Emotional Soup

by Caroline van Kimmenade

We’ve got a lot of strange ideas about emotions in the Western world. First of all, we are taught to claim everything we feel as “ours”.

When we go shopping, we carry a bag and pick up a can of soup (or something else) and push a shopping cart with groceries in front of us. And we never claim to be any of these things. But when we enter a room with lots of people, and we suddenly are happy/sad/angry/confused even if we were something else before we entered, then we still believe to be these feelings and tend to not think twice about it.

Yet, isn’t it conceivable that we actually have and carry happiness/ sadness/ anger/ confusion as easily as we do soup? Just because I carry a can of soup, doesn’t make me a can of soup, does it? So how come it’s all different when it comes to emotions?

 

The obvious difference would be that emotions are on the inside while cans of soup are on the outside (and have croutons). But is that true? (Some have meatballs.) We show emotion in our faces, posture, movement, actions…we just don’t lug it around in grocery bags. But I’m pretty sure we can give emotions to others all the same.

(Ever see a person who seemed to push a huge cart of depression-soup in front of them? Or who was loaded with grief?)

The point is if you hold the culturally sane perspective that people are their emotions, then that leaves very few possibilities for people to decide what to do with those emotions. Chances are, if you feel down you’ll conceive of yourself as a person who simply is down. It becomes a part of who you believe you are.
....
#### [WORK TASK A]
According to the essay on emotions, how are people in the Western world taught to claim everything they feel?
#### [WORK TASK B]
Print the passage of the essay on emotions that begins at the words "We’ve got a" and stops after "twice about it.", copying it word for word.
Rely only on the essay above.

#### [DATASET SECTION]
....
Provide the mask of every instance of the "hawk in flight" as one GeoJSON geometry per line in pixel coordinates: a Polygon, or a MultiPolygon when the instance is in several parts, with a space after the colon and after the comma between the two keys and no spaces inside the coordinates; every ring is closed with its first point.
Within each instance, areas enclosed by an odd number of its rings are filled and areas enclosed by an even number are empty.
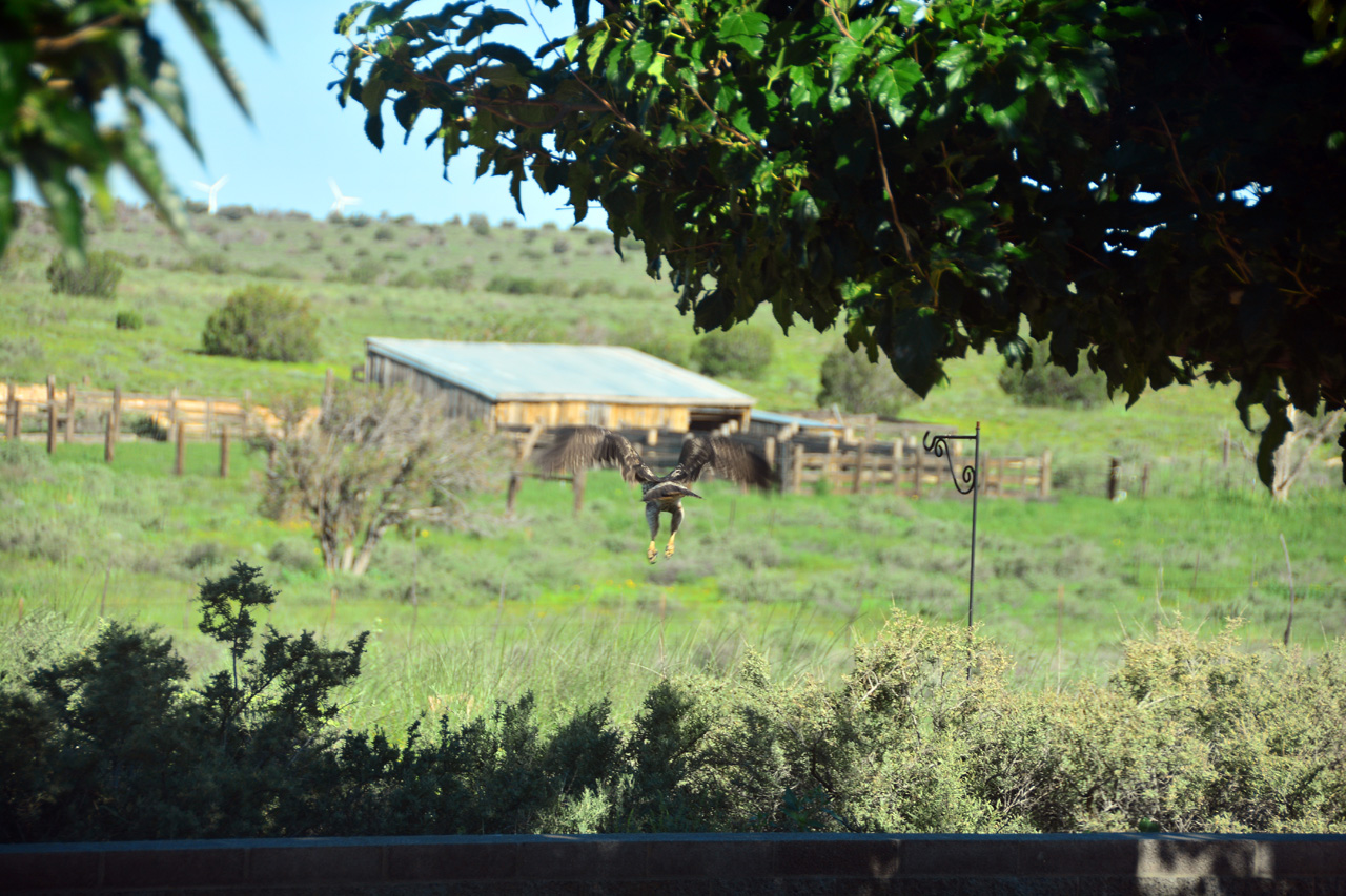
{"type": "Polygon", "coordinates": [[[666,476],[657,476],[645,465],[639,452],[622,436],[602,426],[580,426],[561,433],[556,444],[548,448],[537,460],[546,472],[579,470],[587,465],[618,467],[622,479],[641,483],[641,500],[645,502],[645,519],[650,523],[650,549],[646,557],[653,564],[658,549],[654,539],[660,534],[660,514],[669,514],[670,531],[665,557],[673,556],[673,539],[682,525],[682,498],[700,498],[690,486],[705,467],[734,482],[769,488],[771,486],[771,464],[746,445],[719,436],[692,436],[682,443],[682,453],[677,465],[666,476]]]}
....
#### [RESPONSE BOX A]
As "ours."

#### [RESPONSE BOX B]
We’ve got a lot of strange ideas about emotions in the Western world. First of all, we are taught to claim everything we feel as “ours”.

When we go shopping, we carry a bag and pick up a can of soup (or something else) and push a shopping cart with groceries in front of us. And we never claim to be any of these things. But when we enter a room with lots of people, and we suddenly are happy/sad/angry/confused even if we were something else before we entered, then we still believe to be these feelings and tend to not think twice about it.